» **What the exercise asks**
Scan the data below and copy each line where "clicks" occurs.

Top of Provided records

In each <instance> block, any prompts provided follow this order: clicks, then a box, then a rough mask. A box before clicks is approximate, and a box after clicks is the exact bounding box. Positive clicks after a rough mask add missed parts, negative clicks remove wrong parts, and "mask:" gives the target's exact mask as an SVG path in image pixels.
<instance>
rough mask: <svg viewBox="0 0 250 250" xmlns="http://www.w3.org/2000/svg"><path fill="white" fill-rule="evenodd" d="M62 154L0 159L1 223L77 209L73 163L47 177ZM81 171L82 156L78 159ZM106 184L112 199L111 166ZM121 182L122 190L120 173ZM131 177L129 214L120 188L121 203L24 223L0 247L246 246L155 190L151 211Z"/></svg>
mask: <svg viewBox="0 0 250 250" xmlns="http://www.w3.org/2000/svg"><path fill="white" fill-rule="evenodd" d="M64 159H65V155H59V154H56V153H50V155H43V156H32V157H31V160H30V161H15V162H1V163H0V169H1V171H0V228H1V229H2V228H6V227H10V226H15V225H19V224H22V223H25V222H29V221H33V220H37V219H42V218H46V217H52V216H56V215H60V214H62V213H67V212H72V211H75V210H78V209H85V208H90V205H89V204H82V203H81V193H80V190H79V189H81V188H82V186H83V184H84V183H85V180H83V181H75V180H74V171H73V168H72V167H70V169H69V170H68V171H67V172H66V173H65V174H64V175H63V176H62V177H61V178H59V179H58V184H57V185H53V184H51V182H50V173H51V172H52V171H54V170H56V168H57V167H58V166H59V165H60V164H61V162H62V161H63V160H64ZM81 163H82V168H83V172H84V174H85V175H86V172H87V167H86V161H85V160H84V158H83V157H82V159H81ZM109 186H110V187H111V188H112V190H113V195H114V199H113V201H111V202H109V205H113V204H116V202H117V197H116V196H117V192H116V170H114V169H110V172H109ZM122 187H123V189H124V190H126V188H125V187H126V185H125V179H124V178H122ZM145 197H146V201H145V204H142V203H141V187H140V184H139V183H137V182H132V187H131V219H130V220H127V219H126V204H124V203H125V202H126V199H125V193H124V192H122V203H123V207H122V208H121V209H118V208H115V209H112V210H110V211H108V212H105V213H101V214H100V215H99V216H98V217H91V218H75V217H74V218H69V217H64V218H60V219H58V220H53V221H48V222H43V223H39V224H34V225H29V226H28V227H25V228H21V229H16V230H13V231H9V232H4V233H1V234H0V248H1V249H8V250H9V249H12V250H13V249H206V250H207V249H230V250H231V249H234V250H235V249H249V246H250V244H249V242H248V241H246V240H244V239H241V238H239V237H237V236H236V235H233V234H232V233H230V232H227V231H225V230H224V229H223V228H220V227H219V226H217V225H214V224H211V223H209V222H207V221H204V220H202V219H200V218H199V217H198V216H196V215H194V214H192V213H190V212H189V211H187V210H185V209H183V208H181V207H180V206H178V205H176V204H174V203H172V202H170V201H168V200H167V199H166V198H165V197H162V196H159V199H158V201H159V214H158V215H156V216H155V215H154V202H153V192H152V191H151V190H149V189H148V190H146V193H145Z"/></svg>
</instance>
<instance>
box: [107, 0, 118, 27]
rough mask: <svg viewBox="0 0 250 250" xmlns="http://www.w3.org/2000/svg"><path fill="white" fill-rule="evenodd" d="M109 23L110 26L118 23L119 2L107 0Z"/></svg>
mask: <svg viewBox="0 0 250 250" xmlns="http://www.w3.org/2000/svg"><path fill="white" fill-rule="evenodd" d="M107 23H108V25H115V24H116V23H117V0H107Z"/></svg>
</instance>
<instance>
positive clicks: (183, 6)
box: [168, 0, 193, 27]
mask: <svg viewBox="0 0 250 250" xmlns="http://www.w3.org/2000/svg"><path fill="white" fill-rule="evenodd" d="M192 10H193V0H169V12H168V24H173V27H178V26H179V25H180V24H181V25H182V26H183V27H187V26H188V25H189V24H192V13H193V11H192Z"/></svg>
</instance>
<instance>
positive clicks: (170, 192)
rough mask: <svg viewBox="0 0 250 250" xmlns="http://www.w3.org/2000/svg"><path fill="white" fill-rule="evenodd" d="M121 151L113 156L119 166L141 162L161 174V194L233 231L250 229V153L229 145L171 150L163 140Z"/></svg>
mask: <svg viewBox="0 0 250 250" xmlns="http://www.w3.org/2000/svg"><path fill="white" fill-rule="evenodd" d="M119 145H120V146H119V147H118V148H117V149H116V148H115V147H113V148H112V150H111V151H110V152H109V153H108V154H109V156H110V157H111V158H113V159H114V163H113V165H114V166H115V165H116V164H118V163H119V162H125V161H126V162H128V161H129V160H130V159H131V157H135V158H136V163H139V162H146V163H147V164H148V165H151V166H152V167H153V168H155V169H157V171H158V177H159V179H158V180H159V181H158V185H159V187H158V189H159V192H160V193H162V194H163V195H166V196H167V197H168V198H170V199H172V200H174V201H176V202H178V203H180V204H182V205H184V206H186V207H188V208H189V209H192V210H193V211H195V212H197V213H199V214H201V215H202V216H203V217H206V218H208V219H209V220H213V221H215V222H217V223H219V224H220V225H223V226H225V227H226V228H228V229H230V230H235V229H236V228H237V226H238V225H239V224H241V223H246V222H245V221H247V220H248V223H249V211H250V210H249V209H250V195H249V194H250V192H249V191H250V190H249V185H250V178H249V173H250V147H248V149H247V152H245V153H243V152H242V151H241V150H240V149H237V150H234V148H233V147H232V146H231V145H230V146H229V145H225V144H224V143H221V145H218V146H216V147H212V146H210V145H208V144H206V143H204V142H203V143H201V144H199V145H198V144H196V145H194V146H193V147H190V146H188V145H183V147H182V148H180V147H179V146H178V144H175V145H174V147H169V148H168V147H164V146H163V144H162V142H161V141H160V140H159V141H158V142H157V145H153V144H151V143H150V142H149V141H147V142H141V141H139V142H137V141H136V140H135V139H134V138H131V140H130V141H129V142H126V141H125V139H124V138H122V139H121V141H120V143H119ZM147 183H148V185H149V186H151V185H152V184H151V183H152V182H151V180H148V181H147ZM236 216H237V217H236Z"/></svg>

Bottom of Provided records

» **Result below**
In each <instance> block, any prompts provided follow this order: clicks, then a box, then a rough mask. A box before clicks is approximate, and a box after clicks is the exact bounding box. Positive clicks after a rough mask add missed parts, negative clicks remove wrong parts, and "mask:" gives the target's exact mask as an SVG path in image pixels.
positive clicks: (183, 6)
positive clicks: (170, 192)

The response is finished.